## [ITEMS]
——————

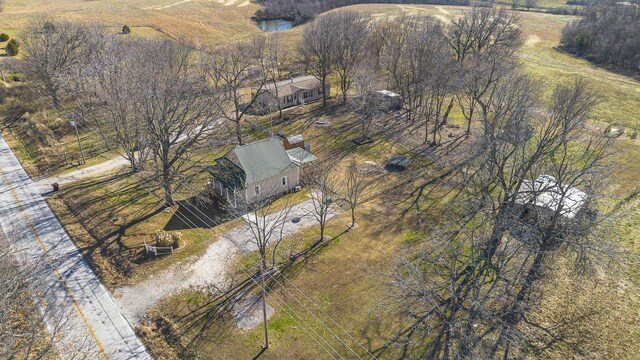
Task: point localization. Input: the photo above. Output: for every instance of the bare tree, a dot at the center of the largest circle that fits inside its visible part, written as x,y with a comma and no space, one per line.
266,219
469,292
229,68
400,53
316,50
530,4
366,103
178,106
484,30
483,41
322,186
51,49
115,69
273,67
350,43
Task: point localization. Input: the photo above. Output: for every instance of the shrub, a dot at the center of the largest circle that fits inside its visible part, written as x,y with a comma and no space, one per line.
165,239
13,48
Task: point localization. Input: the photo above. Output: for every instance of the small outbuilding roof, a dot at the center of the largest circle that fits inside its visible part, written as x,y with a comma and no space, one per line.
301,156
294,139
545,192
388,93
292,86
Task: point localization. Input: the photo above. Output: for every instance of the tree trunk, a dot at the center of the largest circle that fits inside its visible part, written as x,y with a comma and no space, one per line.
238,130
166,185
324,92
264,301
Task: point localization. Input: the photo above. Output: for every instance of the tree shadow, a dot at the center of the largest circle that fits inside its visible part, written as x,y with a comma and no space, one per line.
186,216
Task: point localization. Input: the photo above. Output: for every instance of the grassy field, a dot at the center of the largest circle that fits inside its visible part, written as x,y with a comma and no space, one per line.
203,21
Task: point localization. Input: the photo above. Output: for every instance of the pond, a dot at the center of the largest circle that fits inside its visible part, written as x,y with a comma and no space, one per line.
275,25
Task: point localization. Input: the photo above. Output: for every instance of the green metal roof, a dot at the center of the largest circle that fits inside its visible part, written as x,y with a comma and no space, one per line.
228,173
262,159
301,156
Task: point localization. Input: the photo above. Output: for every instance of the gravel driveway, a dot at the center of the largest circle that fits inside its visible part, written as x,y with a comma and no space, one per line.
209,269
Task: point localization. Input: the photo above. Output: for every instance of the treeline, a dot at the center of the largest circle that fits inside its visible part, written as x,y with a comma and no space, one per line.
606,34
301,11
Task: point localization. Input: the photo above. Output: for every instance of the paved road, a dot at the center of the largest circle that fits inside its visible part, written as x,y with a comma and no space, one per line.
75,294
107,167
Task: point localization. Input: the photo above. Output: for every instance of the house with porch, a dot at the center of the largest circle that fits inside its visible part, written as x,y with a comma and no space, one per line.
257,171
292,92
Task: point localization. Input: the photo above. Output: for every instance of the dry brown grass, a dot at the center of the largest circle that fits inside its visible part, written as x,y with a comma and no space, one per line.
204,21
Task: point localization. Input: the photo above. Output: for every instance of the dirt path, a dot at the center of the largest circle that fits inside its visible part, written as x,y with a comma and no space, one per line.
211,269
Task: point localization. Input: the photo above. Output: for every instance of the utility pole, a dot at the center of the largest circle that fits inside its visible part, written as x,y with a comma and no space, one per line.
75,126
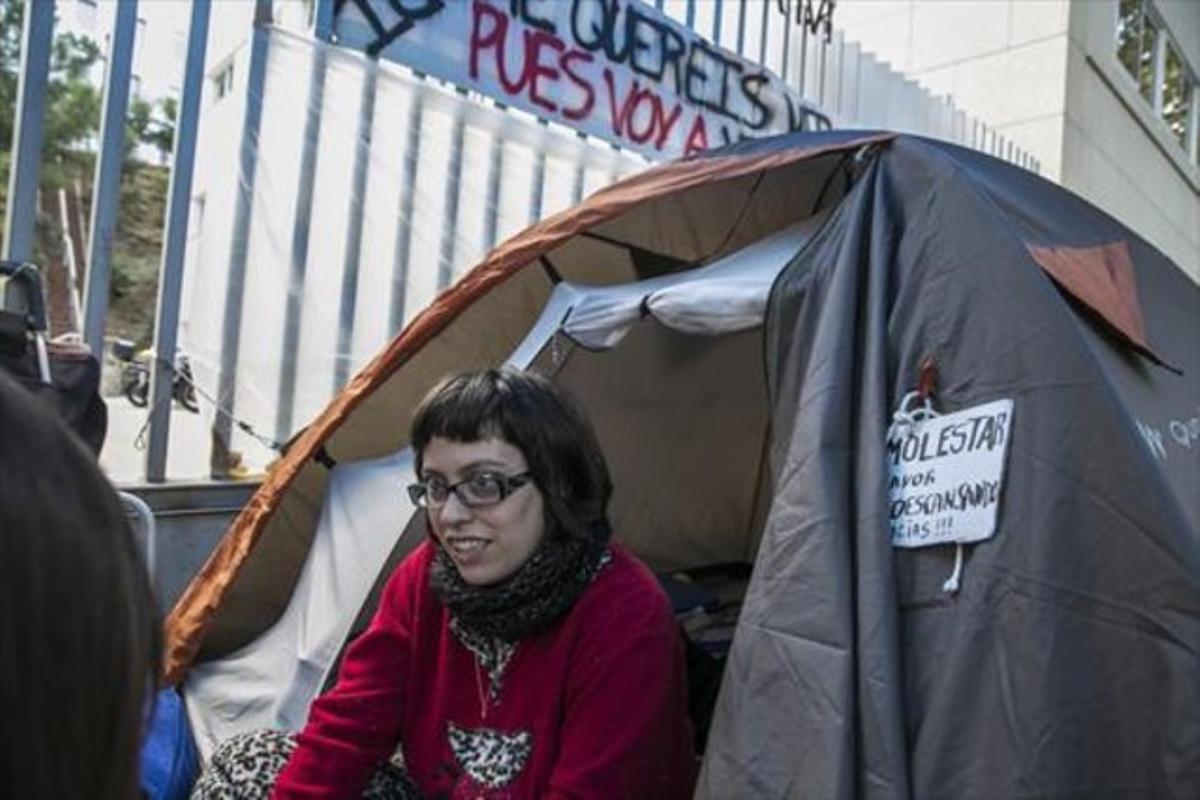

——————

## [INSTRUCTIONS FOR THE TASK]
Switch "point localization" to "dot placement" everywhere in the records and write them all out again with nothing else changed. Leave out the pictures.

## [RESPONSE TO THE TASK]
Task: dot placement. Input: the photo above. Output: for every instance of the bare tree, a dot at the center of the largest circle that fits inside its visible part, written as x,y with a comma and no space, one per line.
266,219
469,292
229,68
400,53
316,50
530,4
366,103
178,106
484,30
483,41
322,186
51,49
115,69
273,67
350,43
Task: dot placement. Input: the photo above. Output: for every instance of the shrub, a dot at the center of the largest circle that fits inside its visible part, written as x,y with a comma and no space, one per line.
165,239
13,48
Task: dot placement. Input: the photo above. Output: for every instance of the small outbuilding roof, a dot at the center of the largest circle that fits inside its visible part, written as x,y with a comma and no space, one per line.
301,156
294,139
545,192
388,93
292,86
Task: dot placement. Input: the photo above. Output: for every instance of the tree trunk, a dot at the center of the largest circle that fits inside its visible part, written as x,y with a comma and no space, one per line.
238,130
166,185
324,92
264,301
Task: dot placement. Input: the photo above. Output: for every instance of the tree shadow, a dot at the center of the largest circle that fits inside its visible part, written as x,y with a comma and no space, one per line.
186,216
Task: dot placement. Input: the photo above. Output: for every instance of the grassy field, a dot at the center of the largest circle that fits inside its visible part, written as x,y with a comma and no space, one per line.
203,21
Task: dot placement. Input: the photo above. Output: for every instance of the pond, a dot at the center of the largest circle that fits inside its visible part, written as x,y with a comma and no space, one per line.
275,25
Task: dot placement. Input: the photo above. Output: for every instance of the green metal roof, a dot at the center of the largest circle that fits inside its visible part, written as x,y with a comma and no space, one per line.
228,173
262,159
301,156
Task: dot placement. Input: the photo above. Output: for every instance of the gravel driveway, a dot at the center of the largest circle that fits inside its visible part, written as x,y with a comma and no space, one per line.
209,269
Task: dot placement. Input: the photo above. Output: for every instance of the treeline, a dot at the center of the largest circle that fits inside its visible part, written as x,y with a comma and no space, one per line.
606,34
301,11
Task: dot placement. Input: the photo above. Output: for every instance of the paved road, a dot at the center of the largest circle that fits inside its visible part, written as x,y with a comma and no space, one per line.
75,294
107,167
Task: dot placement. Input: the photo above. Output: for every instance of the house with porch, a dot at the center of the largest circle that fits inside its visible part, written as x,y with a comma and no space, one per line.
257,171
292,92
Task: dot placement. Input: the photo above. Output: for every instance of the dry brown grass, a dot at the center of the largest circle that fits inside its visible part, written as x,y with a comma and no space, one per line.
204,21
Task: dot placement. Input: the photo above. Output: for every instance of the dirt path, a dot at the center of the largest circle that fits inside its visible part, written as x,y with a comma and no space, one per line.
211,269
Task: dot placement. Input: the photo above. Output: for every instance of the utility pole, a dot at the center of the largest circle that fits inside its visible part, written as x,y with a comma and no space, one per line.
75,126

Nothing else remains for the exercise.